**Work to do:** Give back the full listing, character for character, with no pictures.

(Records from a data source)
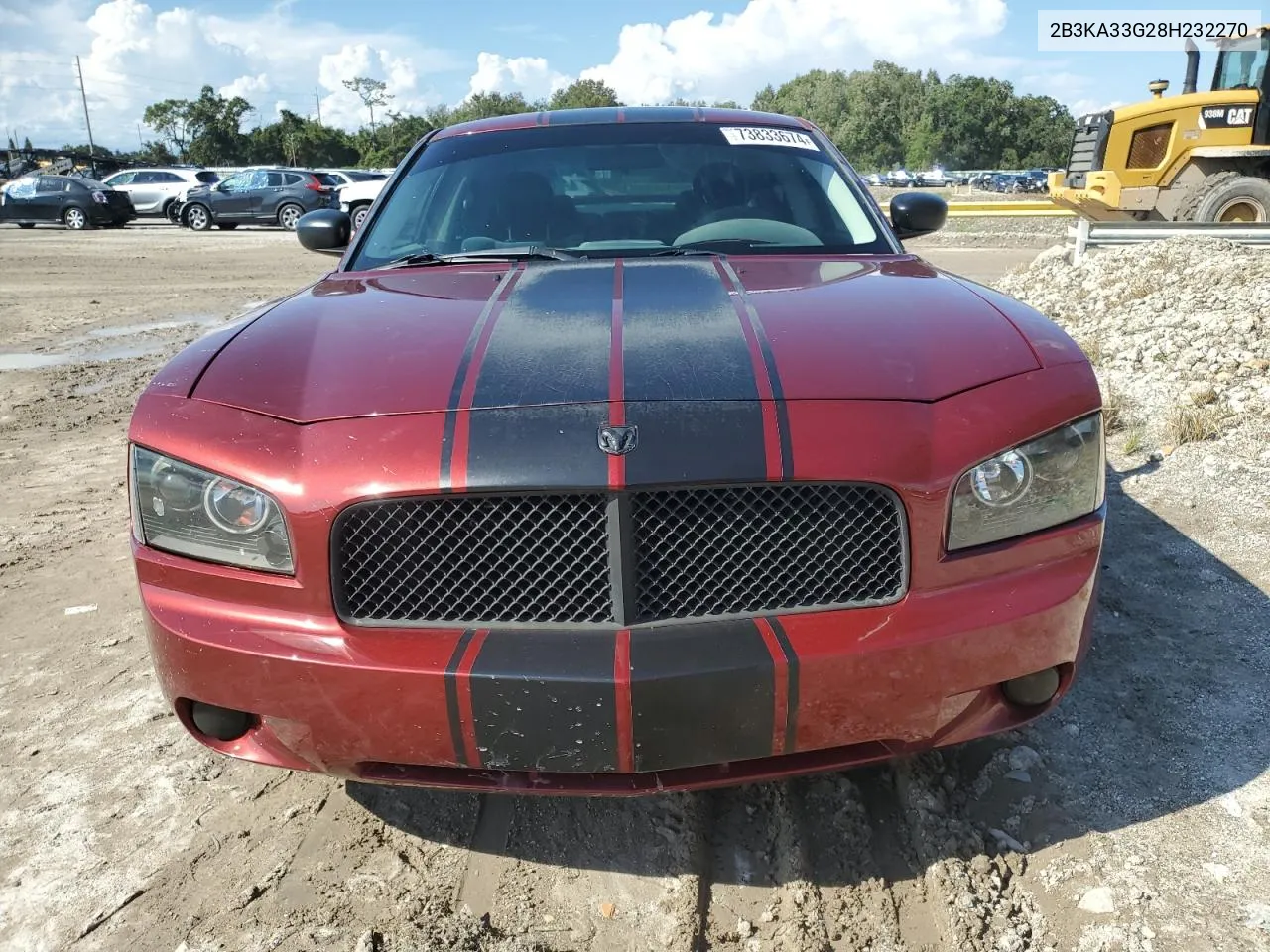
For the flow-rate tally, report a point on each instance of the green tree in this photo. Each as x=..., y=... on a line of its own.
x=296, y=140
x=486, y=105
x=81, y=149
x=1043, y=131
x=171, y=119
x=216, y=125
x=583, y=94
x=973, y=118
x=371, y=93
x=397, y=137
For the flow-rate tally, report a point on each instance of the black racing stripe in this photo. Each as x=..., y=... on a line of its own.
x=456, y=729
x=765, y=347
x=699, y=694
x=663, y=113
x=681, y=336
x=452, y=409
x=792, y=665
x=697, y=442
x=689, y=377
x=544, y=447
x=552, y=341
x=547, y=701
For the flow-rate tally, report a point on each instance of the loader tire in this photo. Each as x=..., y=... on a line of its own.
x=1228, y=197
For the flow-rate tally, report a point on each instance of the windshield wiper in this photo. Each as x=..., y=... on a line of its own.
x=484, y=254
x=686, y=252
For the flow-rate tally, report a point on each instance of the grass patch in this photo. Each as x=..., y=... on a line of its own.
x=1205, y=397
x=1193, y=424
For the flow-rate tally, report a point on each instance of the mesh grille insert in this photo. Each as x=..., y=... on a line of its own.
x=545, y=558
x=466, y=558
x=760, y=548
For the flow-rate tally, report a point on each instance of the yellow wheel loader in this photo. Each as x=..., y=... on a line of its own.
x=1197, y=157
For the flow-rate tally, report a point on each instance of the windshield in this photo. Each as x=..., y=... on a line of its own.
x=621, y=189
x=1242, y=63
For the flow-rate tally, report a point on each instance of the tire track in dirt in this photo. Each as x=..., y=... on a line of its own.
x=599, y=874
x=761, y=892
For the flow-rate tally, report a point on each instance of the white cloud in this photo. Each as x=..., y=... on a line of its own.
x=135, y=54
x=530, y=75
x=703, y=56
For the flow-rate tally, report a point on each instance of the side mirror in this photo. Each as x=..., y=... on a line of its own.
x=325, y=230
x=916, y=213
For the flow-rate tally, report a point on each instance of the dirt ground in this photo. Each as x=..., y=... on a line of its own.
x=1133, y=817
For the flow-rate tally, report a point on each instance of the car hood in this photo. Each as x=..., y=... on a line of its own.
x=529, y=334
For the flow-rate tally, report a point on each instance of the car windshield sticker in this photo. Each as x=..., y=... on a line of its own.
x=757, y=136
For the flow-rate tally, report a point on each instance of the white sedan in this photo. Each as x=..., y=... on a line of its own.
x=358, y=197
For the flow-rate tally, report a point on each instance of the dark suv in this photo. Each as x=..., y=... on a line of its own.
x=258, y=195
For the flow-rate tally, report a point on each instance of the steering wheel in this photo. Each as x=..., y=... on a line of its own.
x=758, y=230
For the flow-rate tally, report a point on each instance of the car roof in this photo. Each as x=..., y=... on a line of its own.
x=621, y=113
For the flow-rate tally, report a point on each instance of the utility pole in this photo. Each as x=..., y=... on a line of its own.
x=91, y=149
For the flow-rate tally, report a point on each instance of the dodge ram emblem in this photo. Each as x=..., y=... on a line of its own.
x=617, y=440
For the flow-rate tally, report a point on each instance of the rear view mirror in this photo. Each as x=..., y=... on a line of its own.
x=325, y=230
x=916, y=213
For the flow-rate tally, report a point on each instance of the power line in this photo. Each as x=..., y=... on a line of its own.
x=87, y=122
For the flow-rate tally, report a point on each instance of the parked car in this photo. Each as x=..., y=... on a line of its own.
x=347, y=177
x=601, y=494
x=154, y=190
x=257, y=195
x=935, y=178
x=64, y=199
x=1035, y=180
x=356, y=199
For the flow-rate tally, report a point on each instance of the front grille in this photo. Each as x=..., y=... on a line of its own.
x=617, y=558
x=1148, y=146
x=507, y=558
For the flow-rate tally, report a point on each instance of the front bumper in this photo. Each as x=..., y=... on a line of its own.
x=621, y=712
x=1101, y=199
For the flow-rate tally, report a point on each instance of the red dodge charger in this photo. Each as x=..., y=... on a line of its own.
x=624, y=451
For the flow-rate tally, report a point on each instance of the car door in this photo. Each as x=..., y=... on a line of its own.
x=234, y=197
x=18, y=198
x=270, y=194
x=122, y=181
x=146, y=191
x=50, y=199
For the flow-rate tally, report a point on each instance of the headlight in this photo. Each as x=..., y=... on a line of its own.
x=1049, y=480
x=187, y=511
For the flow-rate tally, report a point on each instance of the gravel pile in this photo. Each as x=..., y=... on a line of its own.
x=1179, y=331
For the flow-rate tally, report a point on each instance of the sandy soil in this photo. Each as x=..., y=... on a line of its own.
x=1134, y=817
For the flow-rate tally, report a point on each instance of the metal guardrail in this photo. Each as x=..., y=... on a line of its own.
x=1043, y=208
x=1086, y=234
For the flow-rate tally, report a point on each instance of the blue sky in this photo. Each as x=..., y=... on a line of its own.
x=295, y=54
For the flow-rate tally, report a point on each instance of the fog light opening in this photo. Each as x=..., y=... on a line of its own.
x=1032, y=689
x=220, y=722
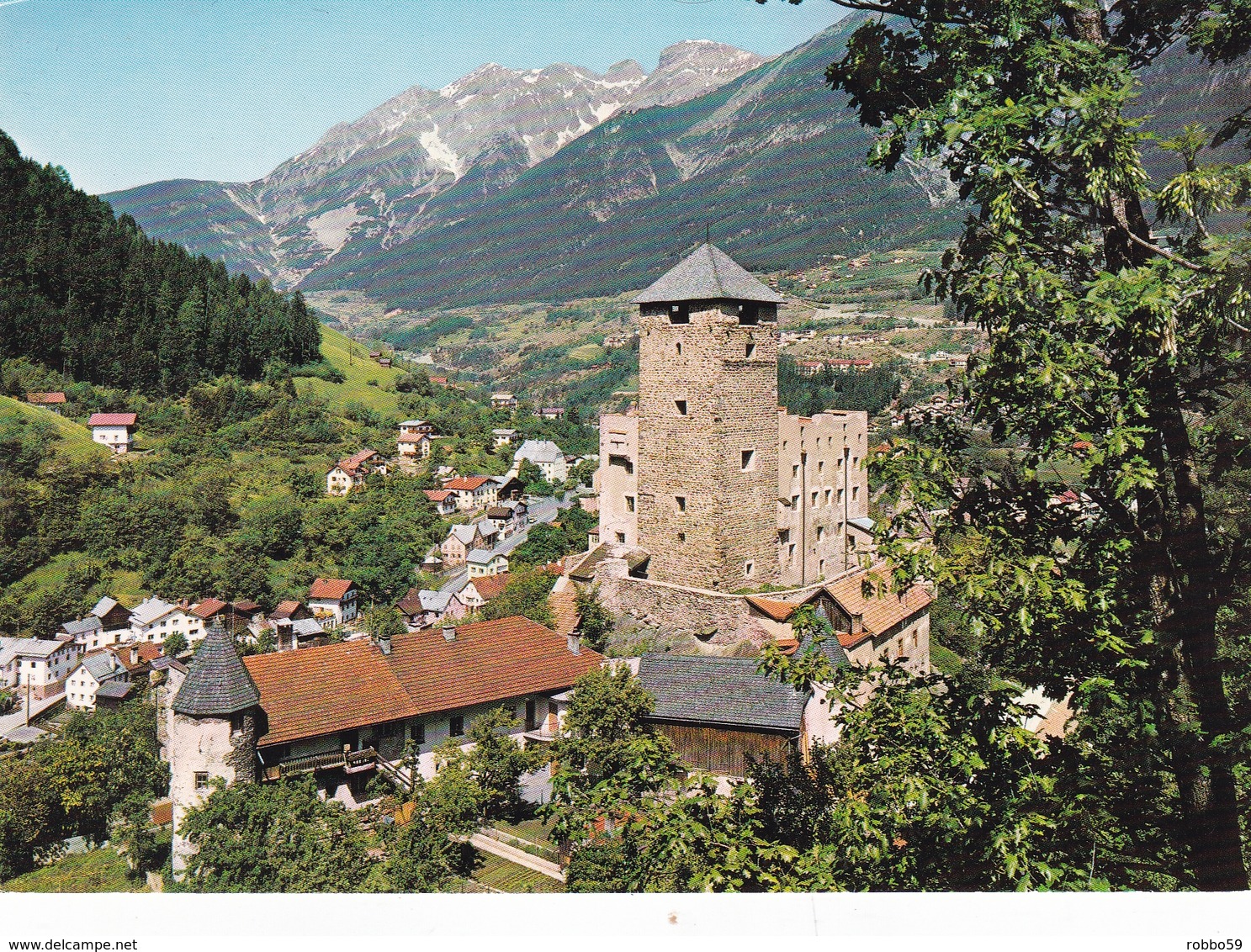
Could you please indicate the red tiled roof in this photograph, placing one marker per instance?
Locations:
(208, 608)
(488, 661)
(323, 690)
(112, 420)
(469, 483)
(148, 653)
(565, 612)
(349, 685)
(777, 611)
(881, 611)
(490, 585)
(329, 588)
(285, 610)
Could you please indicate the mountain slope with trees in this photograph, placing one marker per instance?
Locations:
(87, 294)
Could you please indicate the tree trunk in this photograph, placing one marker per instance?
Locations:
(1182, 580)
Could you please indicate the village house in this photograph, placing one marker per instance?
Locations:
(135, 657)
(473, 492)
(114, 618)
(547, 456)
(233, 616)
(87, 633)
(87, 678)
(421, 608)
(444, 500)
(480, 562)
(54, 400)
(292, 625)
(344, 712)
(416, 439)
(38, 664)
(351, 473)
(464, 538)
(506, 488)
(483, 588)
(115, 431)
(156, 620)
(508, 518)
(333, 598)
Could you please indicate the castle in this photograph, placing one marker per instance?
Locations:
(711, 484)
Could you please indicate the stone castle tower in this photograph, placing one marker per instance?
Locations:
(708, 426)
(215, 718)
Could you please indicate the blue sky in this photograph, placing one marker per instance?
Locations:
(124, 93)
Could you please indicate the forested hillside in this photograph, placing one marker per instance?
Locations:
(87, 294)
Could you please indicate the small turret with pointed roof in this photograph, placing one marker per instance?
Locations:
(215, 718)
(216, 685)
(707, 274)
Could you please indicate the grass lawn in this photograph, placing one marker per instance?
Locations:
(502, 875)
(359, 371)
(945, 658)
(532, 829)
(75, 439)
(97, 871)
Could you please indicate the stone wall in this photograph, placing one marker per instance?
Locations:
(822, 478)
(707, 397)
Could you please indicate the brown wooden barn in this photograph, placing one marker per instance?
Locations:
(718, 710)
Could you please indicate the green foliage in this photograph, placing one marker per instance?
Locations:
(89, 293)
(871, 390)
(498, 762)
(596, 621)
(1105, 336)
(526, 593)
(100, 761)
(274, 837)
(383, 622)
(546, 543)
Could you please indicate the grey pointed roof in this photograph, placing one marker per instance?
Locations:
(727, 692)
(216, 683)
(707, 274)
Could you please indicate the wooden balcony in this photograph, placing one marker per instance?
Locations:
(347, 761)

**Answer to the task:**
For the flow-rate tally, report a point on each instance of the green tree in this photo. Each as x=..., y=... on a line of its own.
x=296, y=140
x=486, y=105
x=81, y=149
x=1043, y=131
x=171, y=119
x=216, y=125
x=583, y=94
x=973, y=118
x=371, y=93
x=397, y=137
For the flow-rate tally, report a point on each instance of the black racing stripe in this photo. Each as x=..., y=... on a line of its own.
x=456, y=729
x=765, y=347
x=699, y=694
x=663, y=113
x=681, y=336
x=452, y=409
x=792, y=665
x=697, y=442
x=689, y=377
x=544, y=447
x=552, y=341
x=547, y=701
For the flow-rate tally, report a point on each instance of the loader tire in this photo. Each as x=..., y=... on a line of its own.
x=1228, y=197
For the flow-rate tally, report a point on each instance of the windshield wiper in this photo. Each as x=..., y=... on a line of its own.
x=484, y=254
x=686, y=252
For the flow-rate tally, report a point on each instance of the grass patch in this photo. Each as x=..., y=... on a line of its own.
x=1205, y=397
x=1193, y=424
For the flow-rate tally, report a point on each instance of the mesh grille insert in this photo. Each as x=..., y=... on a line of its own.
x=545, y=558
x=466, y=558
x=760, y=548
For the flow-rate tally, report a point on each instance of the yellow wheel loader in this photo. Each as x=..., y=... on a line of its own.
x=1197, y=157
For the flow-rate tally, report a point on each instance of the windshield in this photo. Each as x=..., y=... on a line of its own.
x=621, y=189
x=1242, y=63
For the flow-rate tally, report a point on each instance of the tire track in dirt in this photo. Each as x=..., y=... on a line of its own.
x=599, y=874
x=761, y=892
For the flow-rate tally, report a point on each instance of the white cloud in this photo. Each as x=..., y=... on a line of its own.
x=135, y=54
x=530, y=75
x=703, y=56
For the flow-rate tally, report a point on each instance of the side mirror in this photo. Each as x=..., y=... on a line of its own.
x=325, y=230
x=916, y=213
For the flow-rate tally, report a point on each instance of the dirt ground in this photo. Each as x=..., y=... on a line of its own.
x=1133, y=817
For the flow-rate tally, report a point on each instance of the car hood in this photo. Each as x=..., y=... on a line of its own.
x=529, y=334
For the flow-rate tally, report a point on each instance of the car windshield sticker in this photo. Each as x=..., y=... on a line of its own.
x=757, y=136
For the flow-rate tally, report a point on each instance of the white sedan in this photo. Each as x=..., y=... on a line of its own.
x=358, y=197
For the flow-rate tally, report a point on each instance of the dark suv in this photo. Each as x=..., y=... on a line of its own.
x=258, y=195
For the flow-rate tally, report a point on each instance of the steering wheel in this photo. Each as x=..., y=... on a line of its own.
x=758, y=230
For the flow-rate tally, report a point on each instance of the car roof in this photo. Each as x=..., y=... on a line of its own.
x=621, y=113
For the flow-rate tally, report a point on each instance of the utility pole in this photo. Each as x=..., y=... on a line of its own.
x=91, y=149
For the flow-rate tally, report a point on each instance of the dodge ram emblem in this photo. Each as x=..., y=... on a line of its own.
x=617, y=440
For the flow-rate tally, report a point on each instance of the rear view mirror in this photo. Each as x=..., y=... on a line of its own.
x=325, y=230
x=916, y=213
For the flow-rate tally, report a point on each instance of the power line in this photo. Each as x=..., y=... on a line of its own.
x=87, y=122
For the flow-rate tally, report a point on each instance of the parked car in this photo. Each as x=..., y=... on a line of its own.
x=347, y=177
x=601, y=494
x=154, y=190
x=257, y=195
x=935, y=178
x=64, y=199
x=1035, y=180
x=356, y=199
For the flow-rate tally, report a point on each instance of the front grille in this photo. Each as x=..., y=... on a line of its own.
x=617, y=558
x=1148, y=146
x=507, y=558
For the flow-rate tally, report a point on each instance of the front bumper in this photo. Each as x=..., y=... on a line of its own.
x=621, y=712
x=1101, y=199
For the flow-rate tally, report a point on each instance of the red dodge charger in this photo. Each as x=..., y=... on a line of its own.
x=624, y=451
For the flow-rate tally, report a point on each instance of the car door in this photo. Each as x=..., y=... on a line of its own.
x=234, y=197
x=18, y=198
x=270, y=194
x=122, y=181
x=146, y=191
x=50, y=199
For the flow-rate tally, report a point on each instance of the headlight in this photo. Each as x=..., y=... on a line of its own.
x=1049, y=480
x=187, y=511
For the flow-rate tally, report a point on each instance of the gravel pile in this photo. Each as x=..., y=... on a line of its own.
x=1179, y=331
For the flow-rate tally, report a point on each instance of the sandy soil in this photo. Each as x=..., y=... on a line of its own.
x=1134, y=817
For the flow-rate tally, report a point on each instance of the metal guardrail in this photo. Each as x=..., y=... on a line of its own.
x=1043, y=208
x=1086, y=234
For the flow-rate tally, report a point on each instance of the blue sky in this photo. Each as x=..., y=... on a line of its own.
x=295, y=54
For the flow-rate tally, report a point on each instance of the fog light opening in this photo. Each as x=..., y=... on a line of its own.
x=1032, y=689
x=220, y=722
Could you please indicate the red tiled roof in this photograph, placing one marker per instance?
Locations:
(208, 608)
(488, 661)
(323, 690)
(112, 420)
(469, 483)
(148, 653)
(565, 612)
(349, 685)
(777, 611)
(881, 611)
(490, 585)
(329, 588)
(285, 610)
Could you please indicate the mountain slope with trees in this photograph, placing one marker per instance?
Locations:
(87, 294)
Could you please indicate the tree trunk in this photograph, placing one marker per instance?
Locations:
(1182, 580)
Could you please indicate the village house in this photograph, placing one marker per instance?
Locations:
(135, 657)
(473, 492)
(114, 618)
(547, 456)
(233, 616)
(87, 633)
(87, 678)
(421, 608)
(444, 500)
(480, 562)
(54, 400)
(292, 625)
(344, 712)
(416, 439)
(38, 664)
(351, 473)
(464, 538)
(506, 488)
(483, 588)
(115, 431)
(156, 620)
(508, 518)
(333, 598)
Could you please indicate the castle in this photograph, placing one marker per instance?
Locations:
(711, 484)
Could you please indicate the stone castle tower in this photograph, placing one marker per instance?
Locations:
(708, 426)
(215, 718)
Could you please indicate the blue sky in this photograph, placing one marker per instance?
Locations:
(124, 93)
Could you please indicate the forested hillside in this photograph, placing one marker per instance?
Locations:
(87, 294)
Could you please indicate the small turret with pointed roof in this photograph, placing one marker per instance?
Locations:
(215, 718)
(216, 685)
(707, 274)
Could you please indicate the grass lawn in this photograph, placing one marker per instance?
Locations:
(502, 875)
(359, 371)
(945, 658)
(532, 829)
(75, 439)
(97, 871)
Could you please indicate the stone wall in this photograph, placing one marker per instance?
Locations:
(822, 478)
(707, 397)
Could you please indicate the brown wooden barn in this photograph, placing one marker per instance?
Locations:
(718, 710)
Could you please indicate the green foliage in this photograph, placing one marker per instance?
Locations:
(89, 293)
(871, 390)
(498, 762)
(596, 621)
(1105, 336)
(526, 593)
(100, 761)
(274, 837)
(383, 622)
(546, 543)
Could you please indicate the grey pointed roof in this photograph, placing one marker per instance?
Locations:
(727, 692)
(216, 683)
(707, 274)
Could you please indicate the wooden balcony in this photograph, placing one marker per instance?
Locations:
(347, 761)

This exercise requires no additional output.